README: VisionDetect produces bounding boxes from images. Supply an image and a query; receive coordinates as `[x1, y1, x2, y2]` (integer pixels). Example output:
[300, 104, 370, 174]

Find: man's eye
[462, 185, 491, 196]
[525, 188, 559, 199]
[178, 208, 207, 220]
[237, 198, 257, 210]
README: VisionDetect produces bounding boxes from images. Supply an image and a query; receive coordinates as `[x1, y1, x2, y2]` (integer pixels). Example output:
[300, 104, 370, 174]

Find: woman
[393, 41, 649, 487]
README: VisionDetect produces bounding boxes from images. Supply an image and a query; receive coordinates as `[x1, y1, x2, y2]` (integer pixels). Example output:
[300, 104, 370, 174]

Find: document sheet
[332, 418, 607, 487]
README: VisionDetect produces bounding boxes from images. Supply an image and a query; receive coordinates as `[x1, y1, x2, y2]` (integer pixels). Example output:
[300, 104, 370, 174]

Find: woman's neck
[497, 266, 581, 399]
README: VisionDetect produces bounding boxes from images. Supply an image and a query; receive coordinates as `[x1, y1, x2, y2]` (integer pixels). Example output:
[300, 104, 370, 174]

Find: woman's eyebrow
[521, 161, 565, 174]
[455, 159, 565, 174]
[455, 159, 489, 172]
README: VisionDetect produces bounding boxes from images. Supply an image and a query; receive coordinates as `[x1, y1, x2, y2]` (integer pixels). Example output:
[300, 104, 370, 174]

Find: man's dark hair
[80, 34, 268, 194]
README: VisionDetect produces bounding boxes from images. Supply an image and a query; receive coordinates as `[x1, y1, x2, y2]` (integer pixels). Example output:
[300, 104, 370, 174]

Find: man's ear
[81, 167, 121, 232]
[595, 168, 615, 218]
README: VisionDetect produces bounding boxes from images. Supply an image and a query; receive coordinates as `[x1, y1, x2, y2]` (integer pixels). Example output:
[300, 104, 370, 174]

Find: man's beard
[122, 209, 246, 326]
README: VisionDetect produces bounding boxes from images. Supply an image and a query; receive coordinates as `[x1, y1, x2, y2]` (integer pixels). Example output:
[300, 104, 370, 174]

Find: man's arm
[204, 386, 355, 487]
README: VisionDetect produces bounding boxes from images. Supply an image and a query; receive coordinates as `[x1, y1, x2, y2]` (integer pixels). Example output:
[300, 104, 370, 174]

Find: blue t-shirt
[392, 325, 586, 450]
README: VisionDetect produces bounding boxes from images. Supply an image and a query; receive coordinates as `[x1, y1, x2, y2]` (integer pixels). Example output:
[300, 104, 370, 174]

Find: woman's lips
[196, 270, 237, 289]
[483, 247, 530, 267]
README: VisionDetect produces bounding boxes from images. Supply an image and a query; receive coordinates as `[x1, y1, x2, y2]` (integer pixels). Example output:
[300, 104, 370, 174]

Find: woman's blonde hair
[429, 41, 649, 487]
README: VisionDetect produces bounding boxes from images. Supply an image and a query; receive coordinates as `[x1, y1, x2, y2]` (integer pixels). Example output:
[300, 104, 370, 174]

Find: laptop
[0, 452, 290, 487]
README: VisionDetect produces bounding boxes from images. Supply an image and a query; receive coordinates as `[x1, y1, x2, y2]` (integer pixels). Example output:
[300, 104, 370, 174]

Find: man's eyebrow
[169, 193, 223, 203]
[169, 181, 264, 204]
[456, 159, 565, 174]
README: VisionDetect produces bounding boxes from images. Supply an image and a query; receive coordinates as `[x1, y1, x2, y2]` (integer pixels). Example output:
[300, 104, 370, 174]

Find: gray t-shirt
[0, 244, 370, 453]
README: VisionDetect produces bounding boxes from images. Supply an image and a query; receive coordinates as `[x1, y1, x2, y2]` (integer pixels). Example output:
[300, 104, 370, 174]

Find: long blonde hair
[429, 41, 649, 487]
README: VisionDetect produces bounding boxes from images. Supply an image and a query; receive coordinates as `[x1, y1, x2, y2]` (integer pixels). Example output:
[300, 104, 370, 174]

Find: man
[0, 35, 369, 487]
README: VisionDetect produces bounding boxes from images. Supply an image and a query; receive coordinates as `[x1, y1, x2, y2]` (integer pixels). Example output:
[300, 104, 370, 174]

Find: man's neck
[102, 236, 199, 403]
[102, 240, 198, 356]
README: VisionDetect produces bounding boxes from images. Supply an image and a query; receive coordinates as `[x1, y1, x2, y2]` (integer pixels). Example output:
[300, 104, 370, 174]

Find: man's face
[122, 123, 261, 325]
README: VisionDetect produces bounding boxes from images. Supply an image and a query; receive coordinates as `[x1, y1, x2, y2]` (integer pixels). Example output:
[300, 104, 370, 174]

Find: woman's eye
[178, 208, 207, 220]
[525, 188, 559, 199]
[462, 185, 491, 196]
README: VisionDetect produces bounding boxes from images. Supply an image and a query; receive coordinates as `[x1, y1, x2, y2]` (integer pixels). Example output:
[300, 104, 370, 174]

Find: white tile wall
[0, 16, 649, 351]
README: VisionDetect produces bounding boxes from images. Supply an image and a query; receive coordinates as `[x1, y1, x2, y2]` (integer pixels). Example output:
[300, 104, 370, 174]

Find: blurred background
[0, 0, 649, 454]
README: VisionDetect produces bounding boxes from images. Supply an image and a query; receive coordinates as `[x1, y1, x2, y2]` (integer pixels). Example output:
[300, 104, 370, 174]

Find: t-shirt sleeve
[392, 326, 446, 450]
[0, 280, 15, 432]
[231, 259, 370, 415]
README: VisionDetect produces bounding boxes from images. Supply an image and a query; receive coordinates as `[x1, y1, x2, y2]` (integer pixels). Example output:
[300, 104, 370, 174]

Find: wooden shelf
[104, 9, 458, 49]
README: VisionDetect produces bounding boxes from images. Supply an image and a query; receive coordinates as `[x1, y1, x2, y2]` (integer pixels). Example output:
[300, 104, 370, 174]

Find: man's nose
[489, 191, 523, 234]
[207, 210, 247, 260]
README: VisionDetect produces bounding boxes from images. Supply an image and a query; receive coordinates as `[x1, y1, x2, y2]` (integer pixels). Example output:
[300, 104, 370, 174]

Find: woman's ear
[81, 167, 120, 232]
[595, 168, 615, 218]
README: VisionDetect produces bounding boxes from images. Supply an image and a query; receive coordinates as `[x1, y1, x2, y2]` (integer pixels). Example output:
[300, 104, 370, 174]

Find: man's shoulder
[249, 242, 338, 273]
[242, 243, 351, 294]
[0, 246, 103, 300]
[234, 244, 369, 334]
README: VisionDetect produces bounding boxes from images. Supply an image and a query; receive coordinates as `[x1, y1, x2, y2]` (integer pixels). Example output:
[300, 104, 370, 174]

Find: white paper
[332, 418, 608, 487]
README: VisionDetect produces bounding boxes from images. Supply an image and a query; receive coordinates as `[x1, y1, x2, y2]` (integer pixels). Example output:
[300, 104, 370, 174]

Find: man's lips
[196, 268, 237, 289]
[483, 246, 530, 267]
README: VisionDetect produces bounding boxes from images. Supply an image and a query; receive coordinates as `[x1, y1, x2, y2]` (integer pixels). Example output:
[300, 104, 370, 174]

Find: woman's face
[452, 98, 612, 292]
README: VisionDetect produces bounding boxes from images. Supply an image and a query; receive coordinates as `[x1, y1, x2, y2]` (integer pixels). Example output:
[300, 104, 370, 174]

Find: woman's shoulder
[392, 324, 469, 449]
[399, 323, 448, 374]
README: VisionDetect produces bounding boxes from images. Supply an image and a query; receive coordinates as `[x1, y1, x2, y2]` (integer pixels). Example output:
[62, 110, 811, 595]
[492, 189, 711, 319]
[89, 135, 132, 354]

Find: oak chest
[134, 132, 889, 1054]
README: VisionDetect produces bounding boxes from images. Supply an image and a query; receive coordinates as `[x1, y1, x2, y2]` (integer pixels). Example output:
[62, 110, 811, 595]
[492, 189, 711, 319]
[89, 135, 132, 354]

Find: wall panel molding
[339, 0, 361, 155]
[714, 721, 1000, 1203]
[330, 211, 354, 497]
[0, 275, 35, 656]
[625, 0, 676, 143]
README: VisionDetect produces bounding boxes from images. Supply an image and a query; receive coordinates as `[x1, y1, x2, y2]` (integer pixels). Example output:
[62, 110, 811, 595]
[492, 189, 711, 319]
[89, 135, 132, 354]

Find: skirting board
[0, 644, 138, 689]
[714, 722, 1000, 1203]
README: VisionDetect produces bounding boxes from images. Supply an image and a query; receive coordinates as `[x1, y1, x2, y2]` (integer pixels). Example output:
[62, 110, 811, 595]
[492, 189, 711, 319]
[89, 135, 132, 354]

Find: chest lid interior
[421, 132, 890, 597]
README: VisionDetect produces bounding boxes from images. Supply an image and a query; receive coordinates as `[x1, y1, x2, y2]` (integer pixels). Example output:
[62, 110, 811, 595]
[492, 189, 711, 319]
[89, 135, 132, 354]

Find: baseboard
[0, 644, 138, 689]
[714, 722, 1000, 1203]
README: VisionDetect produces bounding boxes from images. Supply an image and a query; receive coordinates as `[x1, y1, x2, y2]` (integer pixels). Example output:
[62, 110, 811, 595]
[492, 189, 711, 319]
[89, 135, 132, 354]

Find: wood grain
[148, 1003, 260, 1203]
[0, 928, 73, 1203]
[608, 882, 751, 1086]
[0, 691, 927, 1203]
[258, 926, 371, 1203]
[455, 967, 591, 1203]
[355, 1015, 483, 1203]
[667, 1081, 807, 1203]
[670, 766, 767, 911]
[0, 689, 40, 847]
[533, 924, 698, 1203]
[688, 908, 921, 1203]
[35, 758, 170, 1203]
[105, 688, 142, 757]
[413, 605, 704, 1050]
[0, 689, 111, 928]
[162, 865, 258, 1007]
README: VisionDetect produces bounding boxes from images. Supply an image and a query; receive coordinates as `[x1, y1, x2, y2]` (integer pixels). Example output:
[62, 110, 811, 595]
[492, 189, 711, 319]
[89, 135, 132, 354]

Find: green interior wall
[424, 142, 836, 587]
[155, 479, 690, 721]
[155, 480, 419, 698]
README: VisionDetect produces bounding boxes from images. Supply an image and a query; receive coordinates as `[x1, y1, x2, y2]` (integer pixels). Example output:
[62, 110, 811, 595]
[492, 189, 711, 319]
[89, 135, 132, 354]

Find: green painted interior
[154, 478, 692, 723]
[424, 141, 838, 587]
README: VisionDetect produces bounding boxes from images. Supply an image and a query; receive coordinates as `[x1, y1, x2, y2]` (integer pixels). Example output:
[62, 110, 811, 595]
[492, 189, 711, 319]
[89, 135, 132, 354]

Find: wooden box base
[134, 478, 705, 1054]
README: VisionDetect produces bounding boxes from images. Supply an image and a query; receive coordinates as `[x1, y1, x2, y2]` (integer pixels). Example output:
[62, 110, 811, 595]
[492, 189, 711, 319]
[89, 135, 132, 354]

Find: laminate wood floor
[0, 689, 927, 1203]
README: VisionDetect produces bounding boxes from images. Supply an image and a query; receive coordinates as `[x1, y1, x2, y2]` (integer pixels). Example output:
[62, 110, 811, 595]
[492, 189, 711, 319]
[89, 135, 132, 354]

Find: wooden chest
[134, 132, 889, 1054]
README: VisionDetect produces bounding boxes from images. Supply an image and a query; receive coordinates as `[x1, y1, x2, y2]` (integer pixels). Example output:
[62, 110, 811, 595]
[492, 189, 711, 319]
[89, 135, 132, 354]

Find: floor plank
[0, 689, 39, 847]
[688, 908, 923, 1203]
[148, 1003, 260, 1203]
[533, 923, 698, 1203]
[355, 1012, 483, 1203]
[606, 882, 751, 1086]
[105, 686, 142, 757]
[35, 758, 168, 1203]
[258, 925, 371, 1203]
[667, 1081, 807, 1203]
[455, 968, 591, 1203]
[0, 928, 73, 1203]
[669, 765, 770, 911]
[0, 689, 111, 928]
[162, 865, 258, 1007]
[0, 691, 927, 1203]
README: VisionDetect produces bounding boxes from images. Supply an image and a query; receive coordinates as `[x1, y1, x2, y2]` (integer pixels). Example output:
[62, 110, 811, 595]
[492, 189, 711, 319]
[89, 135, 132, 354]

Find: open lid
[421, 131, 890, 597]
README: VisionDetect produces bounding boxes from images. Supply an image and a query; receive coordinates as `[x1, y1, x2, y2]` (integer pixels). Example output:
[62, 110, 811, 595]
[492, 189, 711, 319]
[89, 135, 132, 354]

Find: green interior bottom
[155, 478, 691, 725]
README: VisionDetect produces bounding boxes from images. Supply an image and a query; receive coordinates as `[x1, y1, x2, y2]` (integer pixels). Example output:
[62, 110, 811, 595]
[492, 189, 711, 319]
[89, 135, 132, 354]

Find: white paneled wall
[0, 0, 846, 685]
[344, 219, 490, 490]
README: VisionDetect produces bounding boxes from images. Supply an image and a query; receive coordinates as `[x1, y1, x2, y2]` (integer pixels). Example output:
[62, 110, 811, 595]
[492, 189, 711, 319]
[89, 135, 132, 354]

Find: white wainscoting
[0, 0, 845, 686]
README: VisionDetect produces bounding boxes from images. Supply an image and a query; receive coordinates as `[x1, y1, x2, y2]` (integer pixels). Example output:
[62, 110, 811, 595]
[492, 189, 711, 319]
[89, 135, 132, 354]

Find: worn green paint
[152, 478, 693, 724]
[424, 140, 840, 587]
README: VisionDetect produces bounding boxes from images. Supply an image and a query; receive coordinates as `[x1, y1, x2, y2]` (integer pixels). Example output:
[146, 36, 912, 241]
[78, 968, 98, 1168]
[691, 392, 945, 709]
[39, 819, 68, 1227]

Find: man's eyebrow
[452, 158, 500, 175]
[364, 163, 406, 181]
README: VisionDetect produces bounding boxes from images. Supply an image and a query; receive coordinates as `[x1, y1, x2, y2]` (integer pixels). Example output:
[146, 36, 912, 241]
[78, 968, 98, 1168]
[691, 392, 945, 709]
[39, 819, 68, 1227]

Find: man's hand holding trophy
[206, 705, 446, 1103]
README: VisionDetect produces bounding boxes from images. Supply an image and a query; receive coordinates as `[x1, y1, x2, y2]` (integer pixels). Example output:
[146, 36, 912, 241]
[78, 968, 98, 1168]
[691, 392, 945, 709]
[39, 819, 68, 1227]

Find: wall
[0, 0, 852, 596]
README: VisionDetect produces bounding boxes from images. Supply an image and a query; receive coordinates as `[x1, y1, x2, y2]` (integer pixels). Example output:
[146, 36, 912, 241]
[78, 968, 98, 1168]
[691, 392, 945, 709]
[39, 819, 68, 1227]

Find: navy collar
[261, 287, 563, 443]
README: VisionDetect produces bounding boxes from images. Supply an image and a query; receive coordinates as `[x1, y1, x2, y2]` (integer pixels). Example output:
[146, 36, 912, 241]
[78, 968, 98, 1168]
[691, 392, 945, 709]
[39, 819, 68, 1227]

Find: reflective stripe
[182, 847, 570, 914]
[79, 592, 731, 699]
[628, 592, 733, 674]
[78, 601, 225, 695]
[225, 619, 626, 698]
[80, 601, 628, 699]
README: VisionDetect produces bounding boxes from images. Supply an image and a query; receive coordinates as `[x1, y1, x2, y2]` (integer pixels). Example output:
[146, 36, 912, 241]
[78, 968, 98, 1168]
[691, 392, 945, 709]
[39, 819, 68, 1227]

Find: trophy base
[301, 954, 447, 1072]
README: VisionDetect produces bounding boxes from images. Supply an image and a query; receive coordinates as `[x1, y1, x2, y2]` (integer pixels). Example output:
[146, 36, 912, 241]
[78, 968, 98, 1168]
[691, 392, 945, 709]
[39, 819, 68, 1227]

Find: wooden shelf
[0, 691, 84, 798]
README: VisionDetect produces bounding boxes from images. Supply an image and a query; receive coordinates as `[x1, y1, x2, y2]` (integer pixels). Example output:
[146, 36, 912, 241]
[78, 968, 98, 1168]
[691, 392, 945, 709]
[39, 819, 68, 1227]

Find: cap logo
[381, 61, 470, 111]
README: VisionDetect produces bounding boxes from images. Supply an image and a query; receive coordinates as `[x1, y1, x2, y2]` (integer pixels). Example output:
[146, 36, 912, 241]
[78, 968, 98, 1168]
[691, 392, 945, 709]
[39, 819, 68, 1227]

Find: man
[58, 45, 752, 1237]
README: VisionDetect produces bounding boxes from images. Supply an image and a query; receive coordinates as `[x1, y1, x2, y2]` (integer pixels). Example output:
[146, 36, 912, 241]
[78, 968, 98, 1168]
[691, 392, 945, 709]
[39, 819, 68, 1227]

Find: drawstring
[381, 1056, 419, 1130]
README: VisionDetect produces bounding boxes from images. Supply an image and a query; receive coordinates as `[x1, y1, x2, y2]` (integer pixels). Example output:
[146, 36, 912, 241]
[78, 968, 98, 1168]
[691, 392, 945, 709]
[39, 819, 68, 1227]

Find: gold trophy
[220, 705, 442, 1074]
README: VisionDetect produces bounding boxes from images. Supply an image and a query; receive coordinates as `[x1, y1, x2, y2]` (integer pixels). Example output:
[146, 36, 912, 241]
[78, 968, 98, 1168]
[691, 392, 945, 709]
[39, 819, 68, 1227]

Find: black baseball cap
────
Please gather every line in the items above that contains the string "interior" and copy each one in full. Case counts, so match uppercase and lowercase letters exactly.

Find: chest lid interior
Find: green interior wall
Find: green painted interior
Find: green interior bottom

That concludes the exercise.